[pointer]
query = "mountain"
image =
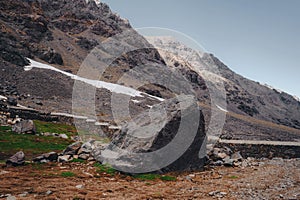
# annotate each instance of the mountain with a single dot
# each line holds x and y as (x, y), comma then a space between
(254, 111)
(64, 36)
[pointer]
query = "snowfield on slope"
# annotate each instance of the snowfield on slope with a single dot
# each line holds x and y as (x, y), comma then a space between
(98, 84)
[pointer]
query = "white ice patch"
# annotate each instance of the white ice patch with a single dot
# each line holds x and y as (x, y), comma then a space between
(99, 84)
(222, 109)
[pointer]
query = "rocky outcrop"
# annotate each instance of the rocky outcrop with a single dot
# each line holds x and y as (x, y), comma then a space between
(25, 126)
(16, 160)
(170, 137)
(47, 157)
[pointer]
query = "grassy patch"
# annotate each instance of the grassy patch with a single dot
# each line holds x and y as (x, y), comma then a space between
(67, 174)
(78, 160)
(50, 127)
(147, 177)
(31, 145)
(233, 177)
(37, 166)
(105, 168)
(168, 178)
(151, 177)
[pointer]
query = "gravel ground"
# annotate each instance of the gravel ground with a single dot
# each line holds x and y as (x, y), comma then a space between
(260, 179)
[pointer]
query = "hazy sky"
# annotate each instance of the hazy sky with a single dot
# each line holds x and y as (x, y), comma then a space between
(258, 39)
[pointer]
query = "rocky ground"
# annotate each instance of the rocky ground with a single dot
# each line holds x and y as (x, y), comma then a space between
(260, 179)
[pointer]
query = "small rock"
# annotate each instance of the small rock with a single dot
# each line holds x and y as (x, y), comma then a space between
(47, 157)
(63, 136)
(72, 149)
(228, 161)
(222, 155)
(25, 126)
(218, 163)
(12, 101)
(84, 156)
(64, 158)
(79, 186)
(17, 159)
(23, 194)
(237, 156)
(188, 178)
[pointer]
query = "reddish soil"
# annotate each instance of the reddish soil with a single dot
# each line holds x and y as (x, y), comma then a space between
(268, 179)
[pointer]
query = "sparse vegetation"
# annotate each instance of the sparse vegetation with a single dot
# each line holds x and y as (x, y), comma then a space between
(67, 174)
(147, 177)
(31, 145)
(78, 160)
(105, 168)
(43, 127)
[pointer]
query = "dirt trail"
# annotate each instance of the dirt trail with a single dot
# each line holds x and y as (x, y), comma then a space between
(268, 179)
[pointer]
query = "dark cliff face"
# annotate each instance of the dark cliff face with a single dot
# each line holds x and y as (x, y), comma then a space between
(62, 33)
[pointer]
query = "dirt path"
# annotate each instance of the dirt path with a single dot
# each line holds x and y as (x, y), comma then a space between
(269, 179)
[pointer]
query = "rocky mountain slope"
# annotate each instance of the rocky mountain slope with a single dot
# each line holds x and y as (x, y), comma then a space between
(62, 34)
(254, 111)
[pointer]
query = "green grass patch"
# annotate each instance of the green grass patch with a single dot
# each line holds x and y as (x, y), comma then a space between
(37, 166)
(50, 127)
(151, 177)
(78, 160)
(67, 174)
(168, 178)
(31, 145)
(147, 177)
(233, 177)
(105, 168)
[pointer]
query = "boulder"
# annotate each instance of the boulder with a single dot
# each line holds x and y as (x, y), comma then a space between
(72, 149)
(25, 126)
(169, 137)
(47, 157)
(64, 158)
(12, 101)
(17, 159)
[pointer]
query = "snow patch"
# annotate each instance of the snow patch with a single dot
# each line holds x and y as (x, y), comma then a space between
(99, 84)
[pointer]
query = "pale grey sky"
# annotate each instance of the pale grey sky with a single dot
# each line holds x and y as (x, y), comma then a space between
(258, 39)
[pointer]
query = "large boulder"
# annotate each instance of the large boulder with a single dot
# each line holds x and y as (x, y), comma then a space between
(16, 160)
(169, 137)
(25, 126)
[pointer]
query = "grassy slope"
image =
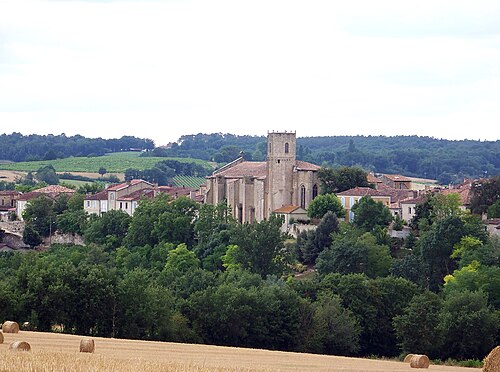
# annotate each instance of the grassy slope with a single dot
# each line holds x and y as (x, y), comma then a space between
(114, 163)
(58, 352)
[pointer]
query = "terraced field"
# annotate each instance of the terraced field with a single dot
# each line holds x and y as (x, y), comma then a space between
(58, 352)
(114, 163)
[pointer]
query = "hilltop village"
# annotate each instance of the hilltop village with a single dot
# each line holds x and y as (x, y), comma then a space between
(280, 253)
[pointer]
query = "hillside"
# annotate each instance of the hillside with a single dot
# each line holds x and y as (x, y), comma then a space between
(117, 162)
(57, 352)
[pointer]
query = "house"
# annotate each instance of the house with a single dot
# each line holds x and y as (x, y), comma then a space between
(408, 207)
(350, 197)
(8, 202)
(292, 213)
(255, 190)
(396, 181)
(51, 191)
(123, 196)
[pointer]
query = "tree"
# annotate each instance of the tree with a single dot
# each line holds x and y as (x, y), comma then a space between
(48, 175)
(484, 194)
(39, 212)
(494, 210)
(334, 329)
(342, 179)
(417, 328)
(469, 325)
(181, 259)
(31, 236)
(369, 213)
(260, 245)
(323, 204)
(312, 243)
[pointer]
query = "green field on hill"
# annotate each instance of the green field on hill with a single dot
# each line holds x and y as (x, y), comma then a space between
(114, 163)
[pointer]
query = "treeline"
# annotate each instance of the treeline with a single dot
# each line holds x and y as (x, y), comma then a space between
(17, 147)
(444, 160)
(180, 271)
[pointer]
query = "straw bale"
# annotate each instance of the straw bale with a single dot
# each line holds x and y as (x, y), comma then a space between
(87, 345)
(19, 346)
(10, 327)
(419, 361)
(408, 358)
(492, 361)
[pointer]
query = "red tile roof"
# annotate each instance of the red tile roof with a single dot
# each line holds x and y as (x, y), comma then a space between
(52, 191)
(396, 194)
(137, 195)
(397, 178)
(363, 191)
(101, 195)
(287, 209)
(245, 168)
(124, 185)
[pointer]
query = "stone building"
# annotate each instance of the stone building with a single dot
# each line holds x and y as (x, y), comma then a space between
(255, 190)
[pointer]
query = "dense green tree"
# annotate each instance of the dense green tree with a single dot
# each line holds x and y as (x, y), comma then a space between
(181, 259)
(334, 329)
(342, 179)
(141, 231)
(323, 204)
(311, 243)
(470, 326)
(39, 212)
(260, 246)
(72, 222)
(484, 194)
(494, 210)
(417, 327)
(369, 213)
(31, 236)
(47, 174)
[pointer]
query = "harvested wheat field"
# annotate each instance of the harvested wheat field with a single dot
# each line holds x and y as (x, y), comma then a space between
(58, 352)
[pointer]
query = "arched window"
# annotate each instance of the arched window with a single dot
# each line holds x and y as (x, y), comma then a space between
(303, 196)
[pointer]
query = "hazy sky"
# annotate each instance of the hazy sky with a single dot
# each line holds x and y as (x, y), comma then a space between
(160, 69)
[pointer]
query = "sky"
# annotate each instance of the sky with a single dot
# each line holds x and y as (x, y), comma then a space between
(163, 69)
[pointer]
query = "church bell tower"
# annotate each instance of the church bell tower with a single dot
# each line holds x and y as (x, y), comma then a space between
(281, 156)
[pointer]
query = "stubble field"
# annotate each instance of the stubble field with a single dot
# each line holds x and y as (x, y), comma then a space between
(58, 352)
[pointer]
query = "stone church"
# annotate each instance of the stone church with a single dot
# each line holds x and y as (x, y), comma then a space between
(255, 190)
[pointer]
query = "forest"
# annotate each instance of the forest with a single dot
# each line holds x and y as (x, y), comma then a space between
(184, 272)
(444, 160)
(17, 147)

--

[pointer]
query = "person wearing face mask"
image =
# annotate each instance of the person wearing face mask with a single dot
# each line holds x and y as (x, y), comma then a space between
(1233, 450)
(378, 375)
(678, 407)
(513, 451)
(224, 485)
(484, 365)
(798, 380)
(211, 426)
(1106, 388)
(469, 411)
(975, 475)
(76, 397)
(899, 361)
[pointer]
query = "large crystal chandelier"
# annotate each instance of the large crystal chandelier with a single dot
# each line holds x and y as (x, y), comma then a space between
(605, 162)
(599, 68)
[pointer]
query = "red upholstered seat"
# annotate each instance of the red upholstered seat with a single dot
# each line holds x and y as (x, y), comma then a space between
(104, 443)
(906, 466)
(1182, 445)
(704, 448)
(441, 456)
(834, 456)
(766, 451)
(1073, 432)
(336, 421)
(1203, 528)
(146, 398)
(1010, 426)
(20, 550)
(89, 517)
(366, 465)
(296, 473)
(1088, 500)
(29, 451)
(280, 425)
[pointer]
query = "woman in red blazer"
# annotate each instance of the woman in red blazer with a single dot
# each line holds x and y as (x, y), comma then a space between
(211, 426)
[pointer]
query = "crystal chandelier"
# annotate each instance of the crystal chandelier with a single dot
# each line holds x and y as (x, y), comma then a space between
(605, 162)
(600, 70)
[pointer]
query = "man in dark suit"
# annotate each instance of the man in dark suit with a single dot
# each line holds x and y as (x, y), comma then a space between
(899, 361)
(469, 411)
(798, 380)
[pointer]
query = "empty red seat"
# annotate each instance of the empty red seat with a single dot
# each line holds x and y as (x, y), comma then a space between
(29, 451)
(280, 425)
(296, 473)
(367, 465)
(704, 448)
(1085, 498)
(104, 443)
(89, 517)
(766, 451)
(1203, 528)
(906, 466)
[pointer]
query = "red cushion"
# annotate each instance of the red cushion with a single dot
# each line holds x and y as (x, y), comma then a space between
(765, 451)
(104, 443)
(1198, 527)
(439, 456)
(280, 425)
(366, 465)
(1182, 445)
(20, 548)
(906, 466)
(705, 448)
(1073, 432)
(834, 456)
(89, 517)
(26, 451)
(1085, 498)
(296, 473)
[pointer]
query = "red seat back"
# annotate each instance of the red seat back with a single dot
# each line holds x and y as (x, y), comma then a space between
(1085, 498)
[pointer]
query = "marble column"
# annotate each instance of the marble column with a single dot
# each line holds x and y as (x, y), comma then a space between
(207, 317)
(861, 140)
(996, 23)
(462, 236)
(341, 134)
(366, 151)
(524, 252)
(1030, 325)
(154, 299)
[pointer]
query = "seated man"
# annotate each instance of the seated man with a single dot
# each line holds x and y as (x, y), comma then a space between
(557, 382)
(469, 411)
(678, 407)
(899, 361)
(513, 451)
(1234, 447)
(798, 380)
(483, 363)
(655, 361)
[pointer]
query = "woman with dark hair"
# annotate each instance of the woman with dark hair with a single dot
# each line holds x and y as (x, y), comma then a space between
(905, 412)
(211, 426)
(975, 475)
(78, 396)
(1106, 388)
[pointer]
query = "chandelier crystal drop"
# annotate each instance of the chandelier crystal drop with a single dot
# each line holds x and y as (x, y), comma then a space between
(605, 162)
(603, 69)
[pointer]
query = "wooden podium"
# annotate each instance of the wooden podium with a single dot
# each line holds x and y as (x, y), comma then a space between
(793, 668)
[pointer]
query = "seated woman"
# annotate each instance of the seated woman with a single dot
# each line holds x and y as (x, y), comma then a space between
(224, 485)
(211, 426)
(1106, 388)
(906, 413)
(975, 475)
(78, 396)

- _Exercise_
Please pull out each line of the rows above that contains the string "treeline". Case counts, so uppercase and lowercase letters must match.

- _Solution to the exercise_
query = "treeline"
# annotate each instance of the treeline with a single dot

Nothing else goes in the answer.